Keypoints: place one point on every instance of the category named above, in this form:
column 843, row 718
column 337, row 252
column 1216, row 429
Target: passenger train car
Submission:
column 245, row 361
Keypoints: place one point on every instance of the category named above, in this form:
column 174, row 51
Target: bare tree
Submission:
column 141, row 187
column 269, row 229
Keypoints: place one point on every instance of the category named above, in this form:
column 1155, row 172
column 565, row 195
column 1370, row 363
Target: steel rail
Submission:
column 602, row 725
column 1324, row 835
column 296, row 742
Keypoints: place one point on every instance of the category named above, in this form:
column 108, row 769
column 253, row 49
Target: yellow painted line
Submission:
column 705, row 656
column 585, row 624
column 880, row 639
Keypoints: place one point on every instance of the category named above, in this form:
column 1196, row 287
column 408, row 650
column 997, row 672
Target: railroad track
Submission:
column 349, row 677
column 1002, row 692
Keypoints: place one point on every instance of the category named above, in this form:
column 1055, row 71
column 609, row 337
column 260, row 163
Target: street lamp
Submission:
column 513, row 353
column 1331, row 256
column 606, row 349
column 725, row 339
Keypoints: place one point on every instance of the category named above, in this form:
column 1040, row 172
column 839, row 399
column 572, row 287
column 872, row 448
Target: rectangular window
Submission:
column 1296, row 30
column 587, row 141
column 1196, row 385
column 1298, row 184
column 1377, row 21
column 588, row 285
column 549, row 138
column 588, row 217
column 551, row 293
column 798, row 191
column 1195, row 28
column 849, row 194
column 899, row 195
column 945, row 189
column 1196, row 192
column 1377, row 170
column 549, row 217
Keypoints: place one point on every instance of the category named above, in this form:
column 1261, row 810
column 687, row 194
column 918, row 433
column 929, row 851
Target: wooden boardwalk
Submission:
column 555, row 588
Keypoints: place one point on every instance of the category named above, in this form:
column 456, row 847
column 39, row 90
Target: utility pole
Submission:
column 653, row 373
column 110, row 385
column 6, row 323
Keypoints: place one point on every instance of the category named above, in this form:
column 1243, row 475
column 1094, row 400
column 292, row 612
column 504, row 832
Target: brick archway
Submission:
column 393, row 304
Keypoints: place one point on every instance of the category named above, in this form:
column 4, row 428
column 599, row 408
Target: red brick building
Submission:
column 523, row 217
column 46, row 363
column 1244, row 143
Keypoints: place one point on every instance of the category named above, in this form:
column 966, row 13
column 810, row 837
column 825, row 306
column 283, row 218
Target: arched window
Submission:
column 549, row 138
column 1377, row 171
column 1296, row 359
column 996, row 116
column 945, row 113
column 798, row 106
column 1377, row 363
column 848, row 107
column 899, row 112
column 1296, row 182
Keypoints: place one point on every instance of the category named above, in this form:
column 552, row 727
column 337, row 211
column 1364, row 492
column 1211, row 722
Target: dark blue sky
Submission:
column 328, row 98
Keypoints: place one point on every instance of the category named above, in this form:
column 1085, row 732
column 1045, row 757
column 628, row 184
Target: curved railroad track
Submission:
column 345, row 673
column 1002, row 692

◆ **Task objective**
Rewrite every line of the listing above as a numbered list, leaving out any blank lines.

◆ **Correct output**
1. Keypoints: place one point on every instance of the category named above, in this form:
2. column 843, row 718
3. column 337, row 252
4. column 1216, row 429
5. Target: passenger train car
6. Submission:
7. column 245, row 361
8. Keypoints: place one point on every instance of the category named above, in this form:
9. column 174, row 51
10. Target: bare tree
11. Submission:
12. column 141, row 187
13. column 269, row 229
14. Keypoints: place one point on every instance of the category named above, in this form:
15. column 1155, row 172
16. column 565, row 195
17. column 1370, row 363
18. Target: steel rail
19. Submission:
20. column 602, row 725
21. column 1324, row 835
22. column 296, row 742
23. Keypoints: place one point on every instance of the category named above, in this form:
24. column 108, row 769
25. column 253, row 49
26. Target: yellow painted line
27. Submission:
28. column 705, row 656
29. column 585, row 624
30. column 880, row 639
31. Keypoints: place one point on every instance of the category named above, in this form:
32. column 1196, row 287
33. column 408, row 650
34. column 997, row 672
35. Target: railroad track
36. Submission:
37. column 349, row 677
38. column 1002, row 692
39. Keypoints: place one point on every instance of the category named above, in this form:
40. column 1055, row 71
41. column 609, row 337
42. column 260, row 163
43. Target: street lamp
44. Submission:
45. column 513, row 353
46. column 1331, row 256
47. column 606, row 349
48. column 725, row 339
49. Keypoints: place one point on every instance of the category named above, in this form:
50. column 1040, row 172
51. column 839, row 399
52. column 572, row 287
53. column 872, row 448
54. Target: rectangular window
55. Submission:
56. column 1296, row 30
57. column 587, row 141
58. column 1196, row 385
59. column 1298, row 184
60. column 1377, row 21
61. column 588, row 285
62. column 549, row 138
63. column 588, row 217
64. column 551, row 293
65. column 798, row 191
66. column 1195, row 28
67. column 849, row 194
68. column 899, row 195
69. column 945, row 189
70. column 1196, row 192
71. column 1377, row 170
72. column 549, row 217
73. Keypoints: place one point on every instance of the category named above, in this form:
74. column 1261, row 810
75. column 687, row 194
76. column 918, row 433
77. column 929, row 851
78. Target: wooden boardwalk
79. Submission:
80. column 555, row 588
81. Keypoints: place one point on every instance of the category named above, in this form:
82. column 456, row 847
83. column 39, row 90
84. Target: utility pole
85. Submission:
86. column 653, row 373
87. column 110, row 385
88. column 6, row 323
89. Keypoints: place one point on every instance of the category named above, in this form:
90. column 1243, row 475
91. column 1094, row 400
92. column 292, row 612
93. column 504, row 832
94. Target: brick archway
95. Submission:
96. column 393, row 304
97. Keypoints: place one point on every instance of the category named above, in this form:
98. column 4, row 428
99. column 599, row 408
100. Target: red brick building
101. Submission:
102. column 523, row 217
103. column 46, row 363
104. column 1244, row 143
105. Keypoints: place one point on every instance of the category named above, in this form:
106. column 966, row 13
107. column 810, row 837
108. column 825, row 306
109. column 283, row 218
110. Target: arched window
111. Submission:
112. column 549, row 138
113. column 1377, row 171
114. column 1296, row 359
115. column 996, row 116
116. column 945, row 113
117. column 798, row 106
118. column 1377, row 363
119. column 848, row 107
120. column 899, row 112
121. column 1296, row 182
122. Keypoints: place one point on every instance of the category named above, in this form:
123. column 552, row 727
124. column 337, row 211
125. column 1364, row 492
126. column 1211, row 722
127. Target: dark blue sky
128. Submission:
129. column 328, row 98
130. Keypoints: place one point on every instance of the category named above, in this form:
131. column 1085, row 732
132. column 1045, row 757
133. column 628, row 184
134. Target: curved railroad track
135. Submission:
136. column 345, row 673
137. column 1002, row 692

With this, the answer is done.